Passage for review:
== Segment start ==

News & Events

Massachusetts: Dentists, pharmacists and paramedics to administer H1N1 (swine flu) vaccine


By Gintautas Dumcius

STATE HOUSE, BOSTON, AUG. 12, 2009…..Faced with budget cutbacks at the local level and the need to vaccinate 3 million Bay State residents against the H1N1 flu virus, state public health officials on Wednesday signed off on emergency rules allowing dentists, pharmacists and paramedics to administer the vaccine.

The Public Health Council held off on giving the same administrative ability to medical and nursing students but officials with the Department of Public Health said they would be reaching out and discussing the possibility with the state’s various medical schools.

Currently, licensed health care professionals such as physicians, nurses, physician assistants and nurse practitioners are allowed to administer the vaccine.

The emergency regulations, which also cover seasonal flu vaccinations, go into effect on Sept. 14. A permanent version of the regulations will undergo a public comment period between September and October, with a final vote by the Public Health Council in November before they go into effect in December.

This past spring saw 1,383 confirmed cases of the H1N1 virus and 10 deaths in Massachusetts.

The combination of both H1N1 and seasonal flu vaccinations – one for the seasonal flu and two for the H1N1 virus – means the state may need to administer as many as 9 million doses of vaccine between September and December, three times the number they’ve handed out in the past for the seasonal flu, department officials said during a three-hour presentation to the council. The seasonal flu vaccine is expected to arrive in late August through October; the H1N1 vaccine, from the federal government, is expected at the end of September.

“The message is we will have H1N1 circulating in our communities this fall,” said Lauren Smith, medical director for the state Department of Public Health. “The idea is we need to prepare for it ahead of time.”

First up to be vaccinated in the initial shipment of about 450,000 H1N1 doses: health care workers, pregnant women, individuals with chronic conditions and children ages six months up to 18 months.

Alan Woodward, a member of the council and past president of the Massachusetts Medical Society, said he was concerned that expecting people to go to doctors’ offices for multiple vaccinations is “unrealistic.”

Smith acknowledged it would be “tricky,” but said the department will push an economic impact message, with the vaccinations necessary to prevent school closings and parents missing work.

The department has also upped its purchases of seasonal flu vaccine to 885,000 doses from 810,000 doses last year. Another 2.2 million doses are expected to come from the private sector, including commercial vaccinators, health care providers and health care facilities.

== Segment end ==

Extracted data:
== Segment start ==

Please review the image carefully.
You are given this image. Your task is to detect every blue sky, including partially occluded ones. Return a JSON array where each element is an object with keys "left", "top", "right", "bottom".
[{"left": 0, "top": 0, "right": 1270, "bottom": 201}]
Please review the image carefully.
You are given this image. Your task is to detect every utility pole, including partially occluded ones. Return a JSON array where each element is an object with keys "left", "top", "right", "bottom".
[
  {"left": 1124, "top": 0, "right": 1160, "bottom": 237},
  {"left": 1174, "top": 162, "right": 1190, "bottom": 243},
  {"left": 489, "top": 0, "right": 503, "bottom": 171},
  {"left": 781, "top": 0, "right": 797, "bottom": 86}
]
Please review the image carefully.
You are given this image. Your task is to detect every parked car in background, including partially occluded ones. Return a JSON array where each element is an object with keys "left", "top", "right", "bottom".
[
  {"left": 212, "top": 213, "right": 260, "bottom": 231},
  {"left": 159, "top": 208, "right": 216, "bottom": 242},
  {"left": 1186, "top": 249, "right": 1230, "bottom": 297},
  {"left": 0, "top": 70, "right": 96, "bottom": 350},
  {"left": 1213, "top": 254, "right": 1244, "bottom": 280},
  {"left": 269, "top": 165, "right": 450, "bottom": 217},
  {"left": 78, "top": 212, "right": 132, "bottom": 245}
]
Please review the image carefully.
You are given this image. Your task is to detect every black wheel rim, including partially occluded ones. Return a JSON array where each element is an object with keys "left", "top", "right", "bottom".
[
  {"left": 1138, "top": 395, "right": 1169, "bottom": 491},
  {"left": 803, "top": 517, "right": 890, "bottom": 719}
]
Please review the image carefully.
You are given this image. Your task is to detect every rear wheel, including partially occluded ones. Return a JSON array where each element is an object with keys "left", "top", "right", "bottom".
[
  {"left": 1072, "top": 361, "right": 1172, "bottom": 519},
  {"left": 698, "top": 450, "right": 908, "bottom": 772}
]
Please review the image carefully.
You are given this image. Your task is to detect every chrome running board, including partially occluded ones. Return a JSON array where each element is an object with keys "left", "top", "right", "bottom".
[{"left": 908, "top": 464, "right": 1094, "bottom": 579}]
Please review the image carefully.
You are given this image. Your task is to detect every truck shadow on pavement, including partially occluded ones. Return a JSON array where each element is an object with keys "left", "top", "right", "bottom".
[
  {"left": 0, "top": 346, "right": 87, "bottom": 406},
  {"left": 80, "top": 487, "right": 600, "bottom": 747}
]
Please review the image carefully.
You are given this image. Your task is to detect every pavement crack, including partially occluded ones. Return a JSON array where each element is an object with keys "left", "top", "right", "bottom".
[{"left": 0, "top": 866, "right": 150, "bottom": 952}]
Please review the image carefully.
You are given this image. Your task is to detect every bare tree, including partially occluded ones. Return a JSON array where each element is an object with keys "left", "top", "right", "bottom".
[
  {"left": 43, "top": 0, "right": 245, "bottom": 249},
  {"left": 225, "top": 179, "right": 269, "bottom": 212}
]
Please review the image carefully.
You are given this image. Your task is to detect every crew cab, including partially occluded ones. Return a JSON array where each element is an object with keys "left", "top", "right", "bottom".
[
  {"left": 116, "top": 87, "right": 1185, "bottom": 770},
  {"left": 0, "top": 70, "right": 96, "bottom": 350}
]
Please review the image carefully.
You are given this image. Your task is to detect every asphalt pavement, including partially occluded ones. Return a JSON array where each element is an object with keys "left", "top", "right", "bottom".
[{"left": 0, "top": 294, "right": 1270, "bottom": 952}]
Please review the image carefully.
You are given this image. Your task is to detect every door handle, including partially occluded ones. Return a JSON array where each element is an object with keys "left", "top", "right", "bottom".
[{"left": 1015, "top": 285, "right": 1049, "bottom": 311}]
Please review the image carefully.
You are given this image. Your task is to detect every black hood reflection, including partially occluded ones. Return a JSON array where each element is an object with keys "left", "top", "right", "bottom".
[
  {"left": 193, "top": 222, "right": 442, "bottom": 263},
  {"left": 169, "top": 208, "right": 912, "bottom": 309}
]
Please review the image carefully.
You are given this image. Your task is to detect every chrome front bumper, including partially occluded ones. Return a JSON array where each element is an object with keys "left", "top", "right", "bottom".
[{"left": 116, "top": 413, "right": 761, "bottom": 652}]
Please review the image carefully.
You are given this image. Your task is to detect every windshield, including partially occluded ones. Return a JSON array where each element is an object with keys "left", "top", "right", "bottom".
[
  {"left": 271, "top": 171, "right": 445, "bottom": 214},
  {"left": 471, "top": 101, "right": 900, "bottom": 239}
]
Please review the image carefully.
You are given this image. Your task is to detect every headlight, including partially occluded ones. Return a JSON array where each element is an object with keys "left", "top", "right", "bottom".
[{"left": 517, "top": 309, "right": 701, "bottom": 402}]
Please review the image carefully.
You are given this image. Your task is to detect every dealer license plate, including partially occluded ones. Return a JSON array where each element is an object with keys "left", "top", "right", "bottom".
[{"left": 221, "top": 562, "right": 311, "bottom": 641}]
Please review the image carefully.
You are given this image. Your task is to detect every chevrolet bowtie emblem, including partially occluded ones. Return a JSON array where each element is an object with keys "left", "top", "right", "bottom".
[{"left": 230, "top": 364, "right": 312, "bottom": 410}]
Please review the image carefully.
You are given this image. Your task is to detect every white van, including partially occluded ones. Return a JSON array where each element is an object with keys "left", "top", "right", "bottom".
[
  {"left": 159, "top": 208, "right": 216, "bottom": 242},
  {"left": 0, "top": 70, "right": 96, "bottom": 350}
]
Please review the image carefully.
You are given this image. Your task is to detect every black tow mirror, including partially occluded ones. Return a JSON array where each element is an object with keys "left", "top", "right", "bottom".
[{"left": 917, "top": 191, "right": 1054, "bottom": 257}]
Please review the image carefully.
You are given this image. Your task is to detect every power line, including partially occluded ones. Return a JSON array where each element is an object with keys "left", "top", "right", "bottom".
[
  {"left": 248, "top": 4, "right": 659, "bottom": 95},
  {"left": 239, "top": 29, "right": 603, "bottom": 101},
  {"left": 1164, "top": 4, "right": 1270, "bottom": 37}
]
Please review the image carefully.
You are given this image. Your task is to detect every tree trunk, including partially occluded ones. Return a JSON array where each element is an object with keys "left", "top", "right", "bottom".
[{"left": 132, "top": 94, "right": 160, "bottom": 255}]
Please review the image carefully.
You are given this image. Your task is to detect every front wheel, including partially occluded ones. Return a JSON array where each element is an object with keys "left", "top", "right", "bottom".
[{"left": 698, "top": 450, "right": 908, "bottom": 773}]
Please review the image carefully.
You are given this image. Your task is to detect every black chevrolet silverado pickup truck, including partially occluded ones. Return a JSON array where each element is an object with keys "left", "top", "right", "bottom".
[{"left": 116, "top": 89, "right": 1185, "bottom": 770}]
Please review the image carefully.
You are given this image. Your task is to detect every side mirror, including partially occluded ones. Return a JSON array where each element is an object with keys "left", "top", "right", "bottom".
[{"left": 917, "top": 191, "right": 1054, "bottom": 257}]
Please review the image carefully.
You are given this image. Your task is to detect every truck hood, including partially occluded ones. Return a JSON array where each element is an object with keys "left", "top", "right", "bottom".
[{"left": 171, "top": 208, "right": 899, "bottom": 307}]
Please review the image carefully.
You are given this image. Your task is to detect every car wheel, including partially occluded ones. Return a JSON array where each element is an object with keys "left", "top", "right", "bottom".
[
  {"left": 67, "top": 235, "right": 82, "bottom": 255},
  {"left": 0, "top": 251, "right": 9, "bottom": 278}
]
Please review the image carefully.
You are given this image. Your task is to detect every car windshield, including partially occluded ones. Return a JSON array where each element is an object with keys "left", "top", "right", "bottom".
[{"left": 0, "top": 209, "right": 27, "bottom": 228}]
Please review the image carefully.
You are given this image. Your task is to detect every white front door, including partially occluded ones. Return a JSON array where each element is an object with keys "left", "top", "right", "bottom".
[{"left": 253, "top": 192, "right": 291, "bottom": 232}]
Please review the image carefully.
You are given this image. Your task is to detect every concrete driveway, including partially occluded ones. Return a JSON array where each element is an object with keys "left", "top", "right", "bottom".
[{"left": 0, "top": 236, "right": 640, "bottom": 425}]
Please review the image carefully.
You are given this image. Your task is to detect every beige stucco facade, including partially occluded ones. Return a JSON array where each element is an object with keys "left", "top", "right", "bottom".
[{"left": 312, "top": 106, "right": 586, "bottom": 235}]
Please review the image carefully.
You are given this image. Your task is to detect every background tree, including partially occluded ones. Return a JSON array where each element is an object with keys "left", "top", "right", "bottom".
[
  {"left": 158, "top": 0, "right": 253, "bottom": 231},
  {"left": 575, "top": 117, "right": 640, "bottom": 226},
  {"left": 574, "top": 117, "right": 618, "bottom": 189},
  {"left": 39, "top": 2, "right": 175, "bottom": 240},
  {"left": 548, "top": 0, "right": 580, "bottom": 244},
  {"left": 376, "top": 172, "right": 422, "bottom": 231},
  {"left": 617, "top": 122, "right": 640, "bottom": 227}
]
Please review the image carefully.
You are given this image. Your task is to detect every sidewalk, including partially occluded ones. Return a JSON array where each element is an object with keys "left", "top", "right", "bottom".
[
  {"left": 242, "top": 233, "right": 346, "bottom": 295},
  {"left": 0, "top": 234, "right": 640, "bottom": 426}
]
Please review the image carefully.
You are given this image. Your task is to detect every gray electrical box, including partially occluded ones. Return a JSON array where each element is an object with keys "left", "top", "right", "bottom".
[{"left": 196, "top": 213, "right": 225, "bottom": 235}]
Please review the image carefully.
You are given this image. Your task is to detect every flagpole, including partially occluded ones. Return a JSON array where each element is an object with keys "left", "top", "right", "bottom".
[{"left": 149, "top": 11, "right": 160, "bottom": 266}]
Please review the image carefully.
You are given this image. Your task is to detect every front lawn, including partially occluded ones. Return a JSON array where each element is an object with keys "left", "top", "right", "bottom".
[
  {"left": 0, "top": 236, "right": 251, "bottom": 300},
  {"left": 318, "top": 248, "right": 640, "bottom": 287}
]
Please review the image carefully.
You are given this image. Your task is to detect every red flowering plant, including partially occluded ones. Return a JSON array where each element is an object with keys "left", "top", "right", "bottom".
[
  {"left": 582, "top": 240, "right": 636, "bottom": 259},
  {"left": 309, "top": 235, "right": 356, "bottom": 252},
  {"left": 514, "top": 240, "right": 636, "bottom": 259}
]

== Segment end ==

Activity A:
Using the Massachusetts H1N1 vaccine article, explain in one to three sentences why state health officials approved emergency rules letting dentists, pharmacists and paramedics give the vaccine.
Activity B:
Carry the Massachusetts H1N1 vaccine article forward from its last sentence.

Answer space A:
State public health officials were facing budget cutbacks at the local level. They also needed to vaccinate 3 million Bay State residents against the H1N1 flu virus.

Answer space B:
For the H1N1 virus, the department will specifically focus on students and schools, since 64 percent of H1N1 cases involved individuals under the age of 18. The median age of someone with H1N1 was 14 years old. “This was really an illness confined to young people,” Smith said.

The department is partnering with the Department of Elementary and Secondary Education to hire a specialized clinical staffer. Ahead of the start of the school year next month, the two departments are also are also expected to issue a joint letter to school officials and school health staff on the H1N1 virus and develop a “tool kit” that will include a list of frequently asked questions and a flu symptom check list in multiple languages.

The Department of Public Health also plans on partnering schools with local boards of health, which are suffering from smaller budgets because of lower levels of local aid sent to cities and towns, to set up vaccination clinics within school buildings, according to Smith.

Public Health Commissioner John Auerbach said he will have a “concrete plan” in place for vaccine distribution by the end of August, after discussions with large health care providers, health centers and hospitals.

Massachusetts can expect $10.4 million in federal funds for the cost of handling distribution of the vaccine, officials said.

The 15-member council also tabled a move to include nursing and medical students among health care workers who would be given the power to vaccinate.

“I think we’re going to need them,” said Barry Zuckerman, chief of pediatrics at Boston Medical Center.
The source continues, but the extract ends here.